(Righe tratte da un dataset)

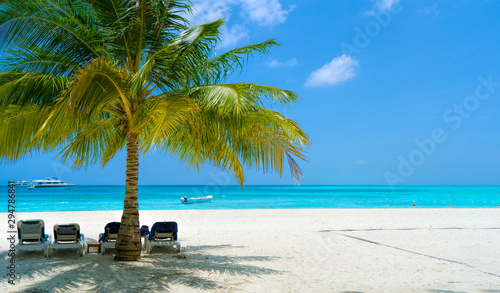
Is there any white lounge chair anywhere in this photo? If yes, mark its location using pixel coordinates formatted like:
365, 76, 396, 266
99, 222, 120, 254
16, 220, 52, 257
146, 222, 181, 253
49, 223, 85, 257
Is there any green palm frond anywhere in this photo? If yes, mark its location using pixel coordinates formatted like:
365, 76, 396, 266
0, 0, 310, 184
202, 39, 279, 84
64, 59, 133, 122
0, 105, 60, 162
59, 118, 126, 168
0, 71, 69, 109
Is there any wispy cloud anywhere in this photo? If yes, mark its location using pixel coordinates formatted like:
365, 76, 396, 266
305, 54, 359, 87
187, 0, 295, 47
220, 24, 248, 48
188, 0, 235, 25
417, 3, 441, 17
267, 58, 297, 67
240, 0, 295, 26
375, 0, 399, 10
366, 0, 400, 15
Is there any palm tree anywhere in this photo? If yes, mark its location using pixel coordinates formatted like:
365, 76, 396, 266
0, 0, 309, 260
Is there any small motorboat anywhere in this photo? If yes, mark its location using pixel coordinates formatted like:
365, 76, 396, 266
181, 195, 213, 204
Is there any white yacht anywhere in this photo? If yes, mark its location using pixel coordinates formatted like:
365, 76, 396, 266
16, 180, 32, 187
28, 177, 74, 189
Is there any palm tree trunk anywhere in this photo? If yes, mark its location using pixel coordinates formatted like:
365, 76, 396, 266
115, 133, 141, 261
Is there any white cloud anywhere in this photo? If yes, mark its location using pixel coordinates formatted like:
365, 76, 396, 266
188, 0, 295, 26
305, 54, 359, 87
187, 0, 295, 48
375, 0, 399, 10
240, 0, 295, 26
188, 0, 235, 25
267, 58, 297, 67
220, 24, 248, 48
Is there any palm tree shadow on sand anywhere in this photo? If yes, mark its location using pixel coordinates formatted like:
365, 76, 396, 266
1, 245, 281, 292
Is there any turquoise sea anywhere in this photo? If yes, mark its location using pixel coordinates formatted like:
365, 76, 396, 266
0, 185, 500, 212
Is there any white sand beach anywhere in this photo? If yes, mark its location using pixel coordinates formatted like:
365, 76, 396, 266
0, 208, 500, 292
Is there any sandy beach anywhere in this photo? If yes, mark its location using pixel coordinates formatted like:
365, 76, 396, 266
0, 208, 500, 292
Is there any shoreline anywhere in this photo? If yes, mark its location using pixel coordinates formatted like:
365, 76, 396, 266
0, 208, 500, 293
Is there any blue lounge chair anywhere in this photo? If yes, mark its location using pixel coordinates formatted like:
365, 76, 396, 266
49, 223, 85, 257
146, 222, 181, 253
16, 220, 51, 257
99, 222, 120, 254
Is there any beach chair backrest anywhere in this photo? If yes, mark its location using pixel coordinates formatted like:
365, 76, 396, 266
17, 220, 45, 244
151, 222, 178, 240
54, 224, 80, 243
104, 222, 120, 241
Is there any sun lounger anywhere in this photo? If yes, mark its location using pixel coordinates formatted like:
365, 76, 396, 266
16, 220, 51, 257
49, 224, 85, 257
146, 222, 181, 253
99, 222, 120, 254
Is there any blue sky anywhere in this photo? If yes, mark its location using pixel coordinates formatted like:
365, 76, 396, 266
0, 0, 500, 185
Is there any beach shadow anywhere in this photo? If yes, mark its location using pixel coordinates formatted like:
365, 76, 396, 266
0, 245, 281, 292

**Cosa fare**
Ricopia tutte le righe senza alcuna modifica, tralasciando le immagini.

**Risultato**
Is there any white lounge chair anywhere in this photo? If yes, mark its location using pixel coordinates formatted like:
365, 76, 396, 266
99, 222, 120, 254
16, 220, 52, 257
146, 222, 181, 253
49, 223, 85, 257
Is there any green palm frond anywhere in this photo? If yes, mark its location using pixel coordinates formatted like:
365, 76, 396, 266
0, 0, 310, 184
202, 39, 279, 84
64, 59, 133, 122
0, 105, 60, 162
59, 118, 126, 168
0, 71, 69, 109
Is there any wispy cloud anywhere in this photo? If yes, mark its location using pixel coordinates formatted like:
365, 76, 396, 266
305, 54, 359, 87
187, 0, 295, 47
220, 24, 248, 48
188, 0, 235, 25
417, 3, 441, 17
267, 58, 297, 67
240, 0, 295, 26
375, 0, 399, 10
366, 0, 400, 15
Is there any palm tree anywhere in this photo? If yes, mark its location using pixel coordinates formatted like:
365, 76, 396, 266
0, 0, 309, 260
Is there any small motorboat anywhere in this photo? If yes, mark its location using pixel coordinates formatted like:
365, 76, 396, 266
181, 195, 213, 204
Is there any white yacht anywhere in this photo? If yes, mark its location using pixel coordinates formatted like:
365, 76, 396, 266
16, 180, 32, 187
28, 177, 74, 189
Is there any palm tree trunk anywhere in this photo? If yes, mark its location using pixel coordinates formatted like:
365, 76, 396, 266
115, 133, 141, 261
Is there any white cloud anywhere in this photo? If yes, mark its location using pixel coordinates formatted like:
365, 76, 396, 266
188, 0, 295, 26
305, 54, 359, 87
187, 0, 295, 48
375, 0, 399, 10
240, 0, 295, 26
188, 0, 235, 25
267, 58, 297, 67
220, 24, 248, 48
Is there any palm tree shadow on sand anywhere in this photo? If yes, mark its location using pixel coordinates formatted like:
365, 76, 396, 266
1, 245, 281, 292
Is there any turquoise sea anywhere in this photo? If yes, mark its location using pixel coordinates formatted like:
365, 76, 396, 266
0, 185, 500, 212
Is there any white sand beach anywhere in this photo? If yes, mark its location using pixel coordinates formatted like:
365, 76, 396, 266
0, 208, 500, 292
Is there any sandy beach anywhere in this photo? If yes, mark its location using pixel coordinates formatted like:
365, 76, 396, 266
0, 208, 500, 292
Is there any shoreline anywhere in this photo? If yes, mark its location using pixel coordinates formatted like:
365, 76, 396, 266
0, 208, 500, 293
Is there any blue lounge chair anywhere in this photo? If yes, mark its location using pixel coordinates formatted like:
365, 76, 396, 266
49, 223, 85, 257
146, 222, 181, 253
16, 220, 51, 257
99, 222, 120, 254
Is there any beach chair backrest anywhere in this photo? If yes, mark its location using pixel coordinates formatted like:
365, 76, 396, 266
17, 220, 45, 244
151, 222, 178, 240
54, 224, 80, 243
104, 222, 120, 241
Is there any sun lounger anywhere in this photo? If yes, mark its location using pixel coordinates formatted like:
365, 76, 396, 266
16, 220, 51, 257
49, 224, 85, 257
146, 222, 181, 253
99, 222, 120, 254
Is there any blue sky anywhere in this photo? If yes, mark its location using pixel coordinates formatted like:
365, 76, 396, 266
0, 0, 500, 185
Is there any beach shadow anywhere in this photo? If yes, mark its location using pixel coordinates formatted like:
365, 76, 396, 266
0, 245, 281, 292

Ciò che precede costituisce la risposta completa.